**Selected passage**
* start *

Sepia Cinderella is a 1947 American musical race film directed by Arthur H. Leonard. The film is notable for musical numbers by vocalists Billy Daniels and Sheila Guyse, and for a brief guest appearance by former child star Freddie Bartholomew, who is onscreen as himself for five minutes, telling gags to recharge his post-war career.
It was the film debut of Sidney Poitier, who had an uncredited role.

Plot summary 
The musical follows a young woman, Barbara (played by Guyse), in love with a good and kind bandleader, Bob (portrayed by Daniels), who seems oblivious to her love. Barbara helps Bob write a new song, "Cinderella", and it becomes an unexpected hit. Success and sudden fame lead Bob to abandon his former performing venue and lose touch with his friends. He becomes caught in the talons of a devious female club-owner who milks his success and tries to also seduce him, even though she is engaged, unbeknownst to Bob. As his career crumbles and the scales fall from his eyes, Bob's press agent finally finds a way for things to end happily: Bob will make a comeback and in doing so will choose a woman's shoe out of dozens entered, and the winner will sing with him and have her prince. Bob rightly picks Barbara's shoe, and the show goes out on yet another great musical number.

* end *

**What this task involves**
Sum up the Sepia Cinderella film description above in two sentences.

**Given data**

* start *

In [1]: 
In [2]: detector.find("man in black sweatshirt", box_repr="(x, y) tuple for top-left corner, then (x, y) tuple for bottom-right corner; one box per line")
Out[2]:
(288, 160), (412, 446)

* end *

**Worked answer**
Sepia Cinderella is a 1947 American musical race film directed by Arthur H. Leonard, featuring songs by Billy Daniels and Sheila Guyse, a brief appearance by Freddie Bartholomew, and Sidney Poitier's uncredited film debut. In the story, bandleader Bob's hit song "Cinderella", written with Barbara's help, draws him away from his friends and into the grip of a scheming club owner, but after his career falters he makes a comeback by choosing Barbara's shoe from dozens entered.